— start Text section —

As Lorraine O’Donnell points out in her review of Imperial Leather, the reluctance of the African National Congress (ANC) to incorporate women’s issues is mentioned, but not explored in any detail (312). In the same chapter, McClintock neglects to introduce gender as a critical category in her overview of the work of mid-20th century black South African writers. The executive organization and publishing practices of Drum, “the first magazine for black writing in English” (332), are similarly spared a gendered analysis.

 

THE ABSENCE OF FETISHISM IN THE COLONIES
It is sexuality, however, that is the most consistently ignored in Part 3. McClintock shows a strange reluctance to psychoanalyze the texts of Lauretta Ngcobo and Oswald Mtshali in the way that she relentlessly and insightfully dissects the works of Henry Rider Haggard and Olive Schreiner (Jolly 447). Luise White notes that “[i]t follows from [McClintock’s] work that whiteness, not unlike walking sticks or spectacle-frames, was as much ridiculed as admired, that the whiteness opened up a space of revulsion and desire every bit as much as blackness did in the imperial world” (484). That this implication is never explicitly problematized is somewhat confusing and rather disappointing, given McClintock’s exhaustive critique of the meanings of race in the British metropolis.

 

This oversight is all the more glaring in the context of McClintock’s discussion of Frantz Fanon. She cites Fanon’s writing on “colonial desire” purely to construct an argument on the implicitly gendered nature of his work. She demonstrates that Fanon’s use of the word “man” is not a universalized identity that includes both genders (as Homi Bhabha asserts), but rather denotes a heterosexual male identity. Her argument is persuasive and important. However, in focusing on this aspect alone, she fails to interrogate Fanon’s fetish for whiteness in the same way that she interrogates Munby’s fetish for blackness.

— end Text section —
— start Entries supplied —

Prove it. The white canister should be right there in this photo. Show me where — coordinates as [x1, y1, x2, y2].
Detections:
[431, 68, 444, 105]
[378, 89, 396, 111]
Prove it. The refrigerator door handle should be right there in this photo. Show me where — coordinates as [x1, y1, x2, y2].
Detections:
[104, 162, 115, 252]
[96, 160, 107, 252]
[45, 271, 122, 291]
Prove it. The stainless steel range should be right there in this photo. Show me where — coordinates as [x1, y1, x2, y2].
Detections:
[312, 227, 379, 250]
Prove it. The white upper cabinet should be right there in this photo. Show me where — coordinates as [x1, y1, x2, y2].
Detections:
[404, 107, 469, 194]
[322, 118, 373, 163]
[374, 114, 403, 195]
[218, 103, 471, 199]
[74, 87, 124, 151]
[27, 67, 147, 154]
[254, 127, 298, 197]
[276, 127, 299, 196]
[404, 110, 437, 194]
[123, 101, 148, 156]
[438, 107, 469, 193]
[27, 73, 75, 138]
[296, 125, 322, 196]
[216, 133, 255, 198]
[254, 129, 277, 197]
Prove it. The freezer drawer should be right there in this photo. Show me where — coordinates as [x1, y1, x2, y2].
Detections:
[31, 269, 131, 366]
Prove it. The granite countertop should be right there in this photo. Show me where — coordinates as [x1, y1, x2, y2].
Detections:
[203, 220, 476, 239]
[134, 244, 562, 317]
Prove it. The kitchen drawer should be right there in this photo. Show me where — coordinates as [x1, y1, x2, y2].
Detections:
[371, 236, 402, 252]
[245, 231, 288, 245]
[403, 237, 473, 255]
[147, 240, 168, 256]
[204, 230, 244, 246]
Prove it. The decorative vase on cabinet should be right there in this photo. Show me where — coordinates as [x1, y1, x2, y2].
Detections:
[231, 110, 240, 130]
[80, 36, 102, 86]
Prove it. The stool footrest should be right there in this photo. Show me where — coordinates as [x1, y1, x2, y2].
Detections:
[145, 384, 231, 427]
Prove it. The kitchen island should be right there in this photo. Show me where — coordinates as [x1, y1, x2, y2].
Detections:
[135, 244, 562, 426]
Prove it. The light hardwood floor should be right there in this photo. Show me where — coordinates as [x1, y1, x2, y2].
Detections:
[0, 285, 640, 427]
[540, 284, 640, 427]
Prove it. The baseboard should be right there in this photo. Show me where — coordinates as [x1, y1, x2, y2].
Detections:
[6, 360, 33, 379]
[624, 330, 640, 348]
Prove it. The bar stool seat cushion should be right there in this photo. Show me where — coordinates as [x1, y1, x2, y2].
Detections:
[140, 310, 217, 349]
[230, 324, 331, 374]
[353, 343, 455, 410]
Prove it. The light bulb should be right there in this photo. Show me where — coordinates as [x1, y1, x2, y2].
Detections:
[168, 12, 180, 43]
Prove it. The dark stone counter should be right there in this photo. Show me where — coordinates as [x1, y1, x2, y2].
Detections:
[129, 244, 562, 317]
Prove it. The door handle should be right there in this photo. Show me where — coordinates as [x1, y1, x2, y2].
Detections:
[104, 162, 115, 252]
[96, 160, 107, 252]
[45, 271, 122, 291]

— end Entries supplied —

*Challenge 1*:
Answer these questions using the Imperial Leather critique above, one answer per line, marked the same way.
(a) Which publication does the critique describe as "the first magazine for black writing in English"?
(b) Whose texts does McClintock show a reluctance to psychoanalyze?
(c) Who asserts that Fanon's use of "man" is a universalized identity that includes both genders?
*Challenge 2*: In the Imperial Leather critique above, rewrite the paragraph beginning "This oversight is all the more glaring" as a bulleted list that keeps its main points.
*Challenge 3*: Carry on the Imperial Leather critique from its final sentence.

*Right answer 1*:
(a) Drum
(b) Lauretta Ngcobo and Oswald Mtshali
(c) Homi Bhabha

*Right answer 2*:
- The oversight is especially glaring in McClintock's discussion of Frantz Fanon.
- She cites Fanon's writing on "colonial desire" only to argue that his work is implicitly gendered.
- She shows that Fanon's "man" is not a universalized identity including both genders, as Homi Bhabha asserts, but a heterosexual male identity.
- This argument is persuasive and important.
- By focusing on it alone, she fails to interrogate Fanon's fetish for whiteness the way she interrogates Munby's fetish for blackness.

*Right answer 3*:
 

Elements of Fanon’s discourse reveal a rich semiotic field of inquiry:

When my restless hands caress those white breasts, they grasp white civilization and dignity and make them mine (362).

Frustratingly, McClintock leaves the fetishistic implications of this statement unexplored. It is as though McClintock is reluctant to engage in a kind of “imperial intellectualism,”[2] refusing to “mine” colonized people for their innermost secrets. Indeed, an explicit part of the project of Imperial Leather is to problematize the construction of whiteness (8) and to turn racist colonial stereotypes back upon their source. McClintock is at pains to demonstrate that “far from being a quintessentially African propensity, faith in fetishism was a faith fundamental to imperial capitalism itself” (223).

 

McClintock’s focus on South African cultural resistance is presented more polemically than the rest of the book in order to valorize the literary merits of non-European traditions. Reina Lewis, noting McClintock’s “clear commitment to political change” and insistence on “bring[ing] home the ‘real life’ implications of each example” (149), may provide a clue to McClintock’s differential treatment of colonized and colonizer: perhaps, in the interests of social justice, McClintock is attempting to promote rather than critique anti-imperialist movements.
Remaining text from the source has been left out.